(TAREFA A)
Transcreva, do trecho sobre a solidão, a passagem que vai de "Os primeiros dias" até "repente tanta eficiencia...".
(TAREFA B)
Segundo o trecho sobre a solidão, onde fica a escrivaninha do Beltrano?

Sempre soube que gosto de ficar sozinha. Começo a desfrutar da solidão arrumando as bagunças, movimentando objetos e dispondo-os à minha maneira, ocupando espaços que estavam a serviço de outros ou da coletividade. Domino a poltrona cativa de Fulano, ocupo a escrivaninha perto da janela do Beltrano, como no prato raso branco preferido do Ciclano. Tomo um banho preguiçoso de banheira, e o despertador racha aos gritos de manhã, sem que ninguém venha me provocar maiores transtornos. 

Os primeiros dias de solidão são realmente ultra produtivos: casa limpa, durmo cedo, como só o suficiente e muita salada, pouca bagunça, estudo e leio muito em relação aos dias anteriores. Parece que a ansiedade ativa a responsabilidade e a produtividade. Lance louco, mas misteriosamente dá tempo pra tudo, e quando chega a noite me pergunto que é que foi que eu esqueci - afinal, que maluco de repente tanta eficiencia...

(DADOS REGISTRADOS)
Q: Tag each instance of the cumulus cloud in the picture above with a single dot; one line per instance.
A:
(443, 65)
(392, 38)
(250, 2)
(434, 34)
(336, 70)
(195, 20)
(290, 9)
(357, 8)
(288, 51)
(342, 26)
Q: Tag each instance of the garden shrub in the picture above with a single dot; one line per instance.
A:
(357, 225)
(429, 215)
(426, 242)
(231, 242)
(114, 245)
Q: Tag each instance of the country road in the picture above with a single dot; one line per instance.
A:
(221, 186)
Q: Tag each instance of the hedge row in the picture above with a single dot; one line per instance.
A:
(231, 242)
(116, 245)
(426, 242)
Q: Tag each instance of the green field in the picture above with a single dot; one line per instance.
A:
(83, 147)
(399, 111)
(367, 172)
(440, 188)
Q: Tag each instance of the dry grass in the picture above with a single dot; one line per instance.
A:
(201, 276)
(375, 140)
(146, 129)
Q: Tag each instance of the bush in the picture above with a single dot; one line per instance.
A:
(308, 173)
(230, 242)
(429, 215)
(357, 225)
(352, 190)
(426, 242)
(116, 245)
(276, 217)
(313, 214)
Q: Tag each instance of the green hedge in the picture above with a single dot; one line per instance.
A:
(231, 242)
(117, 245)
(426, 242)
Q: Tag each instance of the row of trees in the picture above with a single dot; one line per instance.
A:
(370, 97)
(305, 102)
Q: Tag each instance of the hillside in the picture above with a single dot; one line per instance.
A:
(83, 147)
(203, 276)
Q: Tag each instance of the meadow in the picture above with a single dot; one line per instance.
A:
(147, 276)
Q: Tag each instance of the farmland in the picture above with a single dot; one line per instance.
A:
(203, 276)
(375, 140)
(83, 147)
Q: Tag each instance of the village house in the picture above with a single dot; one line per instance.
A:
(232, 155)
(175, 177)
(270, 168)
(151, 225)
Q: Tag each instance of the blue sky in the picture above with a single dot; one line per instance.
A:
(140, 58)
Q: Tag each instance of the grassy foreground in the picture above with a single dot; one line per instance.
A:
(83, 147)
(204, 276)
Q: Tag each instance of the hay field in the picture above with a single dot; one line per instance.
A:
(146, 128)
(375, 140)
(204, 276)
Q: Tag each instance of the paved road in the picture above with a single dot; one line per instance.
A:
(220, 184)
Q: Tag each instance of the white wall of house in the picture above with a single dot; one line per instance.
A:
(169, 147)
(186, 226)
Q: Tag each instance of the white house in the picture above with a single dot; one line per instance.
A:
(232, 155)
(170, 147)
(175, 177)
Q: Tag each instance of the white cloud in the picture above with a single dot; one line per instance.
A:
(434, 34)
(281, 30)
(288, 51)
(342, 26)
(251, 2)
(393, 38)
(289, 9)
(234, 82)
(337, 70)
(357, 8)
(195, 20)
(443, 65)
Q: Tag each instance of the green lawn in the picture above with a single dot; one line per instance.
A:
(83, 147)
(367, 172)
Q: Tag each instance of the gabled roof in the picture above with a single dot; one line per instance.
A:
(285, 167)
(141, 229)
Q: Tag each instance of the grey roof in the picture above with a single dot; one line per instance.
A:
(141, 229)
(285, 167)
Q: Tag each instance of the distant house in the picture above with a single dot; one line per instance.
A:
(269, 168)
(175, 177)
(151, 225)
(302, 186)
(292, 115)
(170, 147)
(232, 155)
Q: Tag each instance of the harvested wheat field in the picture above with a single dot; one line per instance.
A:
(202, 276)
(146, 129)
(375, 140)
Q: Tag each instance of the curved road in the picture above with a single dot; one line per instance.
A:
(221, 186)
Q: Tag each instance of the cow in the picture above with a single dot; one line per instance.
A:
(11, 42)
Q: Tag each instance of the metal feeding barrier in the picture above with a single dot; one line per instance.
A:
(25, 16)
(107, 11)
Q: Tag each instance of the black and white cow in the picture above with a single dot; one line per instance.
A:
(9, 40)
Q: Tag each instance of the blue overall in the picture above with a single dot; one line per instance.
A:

(RESOLUÇÃO A)
Os primeiros dias de solidão são realmente ultra produtivos: casa limpa, durmo cedo, como só o suficiente e muita salada, pouca bagunça, estudo e leio muito em relação aos dias anteriores. Parece que a ansiedade ativa a responsabilidade e a produtividade. Lance louco, mas misteriosamente dá tempo pra tudo, e quando chega a noite me pergunto que é que foi que eu esqueci - afinal, que maluco de repente tanta eficiencia...

(RESOLUÇÃO B)
Perto da janela.